Task: Please continue the passage below about the engine compartment shielding, picking up right after its final sentence.

Yet another important aspect of the present invention is the simple stylability and manifold design potential which is facilitated on both sides of the double-walled assembly. In particular the plastics material of the upper-shell allows the compartment shielding to be trendy styled. A preferred embodiment of the shielding comprises areas and/or markings in different colours to increase the aesthetic appearance and to increase the ease of routine maintaining operations. It is understood that not only different colours, pattern and/or images may be used but also different surface texture properties may be applied. Furthermore the engine compartment shielding comprises closable openings for routine maintaining operations such as measuring the oil level and/or the battery charge, refilling oil and/or wind screen cleaning water, testing electronic devices, etc.

Data provided:

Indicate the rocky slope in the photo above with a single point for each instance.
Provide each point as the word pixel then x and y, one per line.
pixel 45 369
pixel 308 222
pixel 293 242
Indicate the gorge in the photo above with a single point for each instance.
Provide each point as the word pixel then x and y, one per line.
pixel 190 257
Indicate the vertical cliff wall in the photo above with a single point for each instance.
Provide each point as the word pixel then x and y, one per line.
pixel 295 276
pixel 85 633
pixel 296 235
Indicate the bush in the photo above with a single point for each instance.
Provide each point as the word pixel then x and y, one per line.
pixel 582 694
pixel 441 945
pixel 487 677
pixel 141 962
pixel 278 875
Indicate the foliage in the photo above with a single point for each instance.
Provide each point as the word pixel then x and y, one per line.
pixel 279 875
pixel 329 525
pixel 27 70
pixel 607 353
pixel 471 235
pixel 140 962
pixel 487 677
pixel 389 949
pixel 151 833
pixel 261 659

Output below:
In an additional embodiment of the invention the compartment shielding comprises a partition which is affixed to the engine bonnet. This separate partition is lift off when the motor bonnet is opened and is fittingly closing the engine compartment shielding when the motor bonnet is closed. Such a partition may comprise a plastics aggregate separation wall, in particular for a water box.

The advantages of above esthetical engine compartment shielding are evident for the man skilled in the art. In particular the present invention allows to manufacturing a stylable and an esthetical satisfying multifunctional and lightweight assembly, which completely eliminates noise generated and emitted by the components located in the engine compartment and which allows a lightweight integration of other technical features, such as thermal management means, pedestrian impact protective means and crash energy absorptive means.

In the following the present invention will become more apparent from the following description of a preferred embodiment in connection with the accompanying drawings which show in:

FIG. 1: a perspective view of the top side of the double-walled engine compartment shielding according to the invention;

FIG. 2: a perspective view of the top side of the under-shell of the double-walled engine compartment shielding according to the invention;

FIG. 3: a diagram for a typical temperature behaviour of the engine compartment temperature during a common driving situation.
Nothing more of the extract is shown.